## Text provided
Keywords

1 Introduction

Finding a planar region in 3D space is important for safely driving and operating a mobile robot or a moving system that can freely drive. A robot operating in an unknown 3D space must identify its surroundings before the system can conduct its assigned tasks. Biped or wheel-based robots should be able to recognize obstacles within their area of motion and avoid or drive over detected obstacles where possible. In the presence of a staircase, a robot should be able to recognize the step planes and traverse them. In order to operate without falling in an unknown 3D space, it must be able to use the available information about 3D depth to recognize planar regions without obstacles in the direction of movement.

Planar space detection has many fields of application. A robot moving around indoors should be able to recognize the planar floor region on which it will drive. Also, the inclination of this plane with respect to the direction of gravity should not be too great, to prevent the robot falling while it is moving. Planar space recognition can be used in recognizing obstacles, such as walls, a table on which objects are located, or the plane of a table. It can also be used to find the centerline of road on which a robot can drive. Recognizing the step planes is an important application for the movement of humanoid biped robots [1].

Recently, a method was proposed which detects regions in real-time for driving mobile robots. Based on the Hough Transform (HT), the method was applied to biped robots such as ASIMO of Honda, which walked on steps and avoided obstacles successfully. Using the HT, the X-Y-Z data in 3D space is transformed into another parameter space, with \(\rho\)- \(\theta\)- \(\varphi\), representing the vertical distance from the origin and the rotation angle on the plane for voting. The corresponding planes are detected by the peaks in the voting space.

Although the method produces segmentation results for range data with some noises and complex planes for an indoor environment, it requires many impractical procedures such as excessive memory for voting, decisions about the optimal voting size, difficulties in fixing the peak locations in the voting space, and many additional processes which need a high computer processing speed [2]. In order to solve these problems, many improved methods have been proposed such as Combinatorial HT (CHT) [3], Randomized HT (RHT) [4, 5], Probabilistic HT (PHT) [6], and Dynamic Generalized HT (DGHT) [7].

RHT is proposed to solve the computing time problem of HT. It doesn’t vote all points in an image into Hough space but votes on the geometrical parameters which are calculated by selecting several points randomly. However, sampling range data that exists on different planes or includes noisy samples on a nonplane surface result in many local maxima in the parameter voting distribution of the Hough space. Also, several distributions are mixed and thus the peaks can be very similar. In a mixed and overlapped distribution of peaks in Hough parameter space, it is difficult to segment a plane reliably.

## Exercise instructions
• 1. Answer these questions using the introduction:
(a) Which Honda biped robot was the Hough Transform method applied to?
(b) What problem was RHT proposed to solve?
(c) What should a robot moving around indoors be able to recognize?
• 2. Return every line of the rows that contains the word "ground".

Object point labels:
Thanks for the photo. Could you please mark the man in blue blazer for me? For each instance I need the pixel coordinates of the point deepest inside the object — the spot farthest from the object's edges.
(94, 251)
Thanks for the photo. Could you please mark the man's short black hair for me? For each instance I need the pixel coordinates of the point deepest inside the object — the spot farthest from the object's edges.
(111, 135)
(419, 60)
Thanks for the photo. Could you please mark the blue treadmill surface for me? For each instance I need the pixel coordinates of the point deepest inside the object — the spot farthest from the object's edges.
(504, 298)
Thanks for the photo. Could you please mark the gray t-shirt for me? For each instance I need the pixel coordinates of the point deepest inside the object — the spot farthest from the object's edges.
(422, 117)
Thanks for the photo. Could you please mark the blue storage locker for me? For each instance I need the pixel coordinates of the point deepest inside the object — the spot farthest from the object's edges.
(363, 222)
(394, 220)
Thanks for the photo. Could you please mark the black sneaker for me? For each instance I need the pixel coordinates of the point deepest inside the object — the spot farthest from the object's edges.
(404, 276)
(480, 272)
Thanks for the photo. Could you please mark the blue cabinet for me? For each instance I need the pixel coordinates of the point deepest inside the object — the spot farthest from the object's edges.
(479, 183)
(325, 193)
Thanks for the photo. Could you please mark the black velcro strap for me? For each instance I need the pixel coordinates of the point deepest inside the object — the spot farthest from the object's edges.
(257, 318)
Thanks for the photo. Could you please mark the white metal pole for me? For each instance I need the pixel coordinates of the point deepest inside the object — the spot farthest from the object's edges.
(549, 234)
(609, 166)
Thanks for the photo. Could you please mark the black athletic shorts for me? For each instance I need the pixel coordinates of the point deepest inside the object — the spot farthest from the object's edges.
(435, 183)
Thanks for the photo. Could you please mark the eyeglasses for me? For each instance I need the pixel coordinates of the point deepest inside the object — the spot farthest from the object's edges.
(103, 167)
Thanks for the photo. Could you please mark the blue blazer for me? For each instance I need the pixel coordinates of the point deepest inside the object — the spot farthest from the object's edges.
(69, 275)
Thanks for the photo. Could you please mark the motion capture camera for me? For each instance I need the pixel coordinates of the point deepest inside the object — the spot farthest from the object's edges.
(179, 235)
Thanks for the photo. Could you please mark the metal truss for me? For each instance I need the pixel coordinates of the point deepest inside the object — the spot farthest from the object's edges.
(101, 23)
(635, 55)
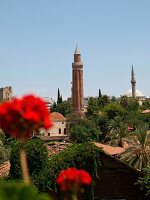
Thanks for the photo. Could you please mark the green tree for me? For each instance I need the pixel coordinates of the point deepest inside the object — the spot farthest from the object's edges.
(103, 101)
(119, 132)
(144, 182)
(113, 110)
(138, 152)
(65, 108)
(59, 97)
(99, 94)
(37, 157)
(145, 105)
(92, 108)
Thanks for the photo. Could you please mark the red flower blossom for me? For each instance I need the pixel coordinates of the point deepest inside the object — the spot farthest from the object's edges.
(20, 117)
(72, 180)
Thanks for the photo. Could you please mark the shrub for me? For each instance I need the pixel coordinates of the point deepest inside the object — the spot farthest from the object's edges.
(37, 157)
(13, 190)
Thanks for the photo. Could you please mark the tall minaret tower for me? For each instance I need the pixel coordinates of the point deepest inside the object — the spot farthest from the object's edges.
(77, 84)
(133, 82)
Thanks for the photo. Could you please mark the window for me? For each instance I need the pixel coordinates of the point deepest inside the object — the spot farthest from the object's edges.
(59, 130)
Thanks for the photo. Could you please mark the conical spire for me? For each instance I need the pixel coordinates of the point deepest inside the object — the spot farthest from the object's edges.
(132, 75)
(77, 50)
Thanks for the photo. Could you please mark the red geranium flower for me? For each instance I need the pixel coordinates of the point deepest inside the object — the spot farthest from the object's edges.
(72, 180)
(20, 117)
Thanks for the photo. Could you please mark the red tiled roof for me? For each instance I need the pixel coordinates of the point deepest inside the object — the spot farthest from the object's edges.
(57, 116)
(109, 149)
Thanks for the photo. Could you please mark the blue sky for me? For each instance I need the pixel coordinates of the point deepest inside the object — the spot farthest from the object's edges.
(38, 39)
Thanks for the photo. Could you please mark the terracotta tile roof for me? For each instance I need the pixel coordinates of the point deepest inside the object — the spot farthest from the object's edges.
(109, 149)
(145, 111)
(57, 116)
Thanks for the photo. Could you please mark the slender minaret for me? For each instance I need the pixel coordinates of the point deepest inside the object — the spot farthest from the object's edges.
(133, 82)
(77, 84)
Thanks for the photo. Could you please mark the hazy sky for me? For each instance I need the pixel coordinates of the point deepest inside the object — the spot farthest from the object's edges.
(38, 39)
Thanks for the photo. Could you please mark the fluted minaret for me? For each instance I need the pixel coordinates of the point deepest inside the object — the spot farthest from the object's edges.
(77, 84)
(133, 82)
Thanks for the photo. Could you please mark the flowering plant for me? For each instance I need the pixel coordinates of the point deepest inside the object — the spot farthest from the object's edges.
(20, 117)
(72, 180)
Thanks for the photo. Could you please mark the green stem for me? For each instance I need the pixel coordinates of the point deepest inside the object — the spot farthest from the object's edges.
(24, 167)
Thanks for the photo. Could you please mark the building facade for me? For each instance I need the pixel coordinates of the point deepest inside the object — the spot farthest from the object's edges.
(77, 84)
(59, 126)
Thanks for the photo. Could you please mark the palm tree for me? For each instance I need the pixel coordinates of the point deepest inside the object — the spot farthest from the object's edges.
(138, 152)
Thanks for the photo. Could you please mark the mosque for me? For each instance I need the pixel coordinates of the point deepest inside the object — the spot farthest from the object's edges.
(78, 100)
(134, 93)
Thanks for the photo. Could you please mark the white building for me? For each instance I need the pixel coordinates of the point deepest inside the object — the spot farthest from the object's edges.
(59, 126)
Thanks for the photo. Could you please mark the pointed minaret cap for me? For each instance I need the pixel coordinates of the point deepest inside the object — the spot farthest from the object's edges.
(77, 50)
(132, 70)
(132, 75)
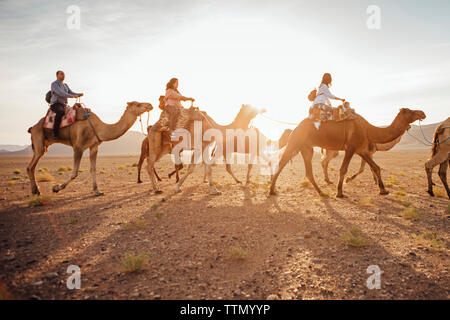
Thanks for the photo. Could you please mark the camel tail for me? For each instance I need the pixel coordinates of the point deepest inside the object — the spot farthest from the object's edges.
(438, 131)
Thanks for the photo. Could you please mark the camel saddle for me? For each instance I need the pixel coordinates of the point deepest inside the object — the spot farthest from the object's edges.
(75, 113)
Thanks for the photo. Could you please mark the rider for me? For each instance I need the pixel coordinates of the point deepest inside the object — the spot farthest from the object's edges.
(173, 100)
(58, 101)
(322, 99)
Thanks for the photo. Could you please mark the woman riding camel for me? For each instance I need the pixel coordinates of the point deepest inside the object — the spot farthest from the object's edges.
(173, 104)
(321, 108)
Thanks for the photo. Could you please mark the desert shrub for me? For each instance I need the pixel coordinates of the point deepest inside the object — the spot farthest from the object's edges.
(45, 177)
(355, 238)
(237, 253)
(134, 262)
(38, 201)
(430, 239)
(411, 214)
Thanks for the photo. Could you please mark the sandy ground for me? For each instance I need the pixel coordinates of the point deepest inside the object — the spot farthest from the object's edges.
(239, 245)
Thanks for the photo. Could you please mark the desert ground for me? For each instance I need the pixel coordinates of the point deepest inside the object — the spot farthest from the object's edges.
(242, 244)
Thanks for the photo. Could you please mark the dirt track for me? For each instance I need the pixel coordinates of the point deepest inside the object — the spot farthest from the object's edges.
(291, 245)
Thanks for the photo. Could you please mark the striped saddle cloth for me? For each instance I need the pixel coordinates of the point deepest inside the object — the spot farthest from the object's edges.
(67, 120)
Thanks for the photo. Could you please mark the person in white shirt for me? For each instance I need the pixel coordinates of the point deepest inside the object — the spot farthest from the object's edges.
(322, 98)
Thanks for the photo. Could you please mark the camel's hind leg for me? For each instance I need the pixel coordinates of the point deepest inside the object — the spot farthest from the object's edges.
(286, 156)
(93, 157)
(228, 168)
(330, 155)
(189, 171)
(376, 170)
(438, 158)
(38, 152)
(342, 172)
(361, 170)
(77, 154)
(443, 175)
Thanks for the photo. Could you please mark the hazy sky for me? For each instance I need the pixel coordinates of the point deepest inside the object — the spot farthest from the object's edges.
(268, 54)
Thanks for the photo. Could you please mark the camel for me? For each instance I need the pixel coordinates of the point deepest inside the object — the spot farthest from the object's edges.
(440, 154)
(331, 154)
(281, 143)
(160, 144)
(81, 135)
(351, 135)
(242, 121)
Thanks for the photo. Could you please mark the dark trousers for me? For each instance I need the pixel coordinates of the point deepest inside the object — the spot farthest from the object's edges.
(59, 109)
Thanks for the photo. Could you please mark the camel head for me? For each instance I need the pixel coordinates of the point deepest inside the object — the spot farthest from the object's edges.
(138, 108)
(411, 115)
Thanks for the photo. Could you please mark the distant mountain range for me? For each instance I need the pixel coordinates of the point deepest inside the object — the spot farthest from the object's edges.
(130, 144)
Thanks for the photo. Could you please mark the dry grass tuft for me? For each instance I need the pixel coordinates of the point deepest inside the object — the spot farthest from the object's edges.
(411, 214)
(134, 263)
(355, 238)
(45, 177)
(38, 201)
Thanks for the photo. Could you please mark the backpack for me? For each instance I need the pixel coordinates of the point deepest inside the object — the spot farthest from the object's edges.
(48, 96)
(312, 95)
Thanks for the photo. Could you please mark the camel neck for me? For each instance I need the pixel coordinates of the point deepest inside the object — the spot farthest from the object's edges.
(108, 132)
(392, 132)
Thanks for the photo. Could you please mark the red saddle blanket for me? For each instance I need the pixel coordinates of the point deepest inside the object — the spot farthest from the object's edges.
(67, 120)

## Answers for this exercise
• 1.
(a) ASIMO
(b) The computing time problem of HT
(c) The planar floor region on which it will drive

• 2.
Thanks for the photo. Could you please mark the sandy ground for me? For each instance I need the pixel coordinates of the point deepest inside the object — the spot farthest from the object's edges.
Thanks for the photo. Could you please mark the desert ground for me? For each instance I need the pixel coordinates of the point deepest inside the object — the spot farthest from the object's edges.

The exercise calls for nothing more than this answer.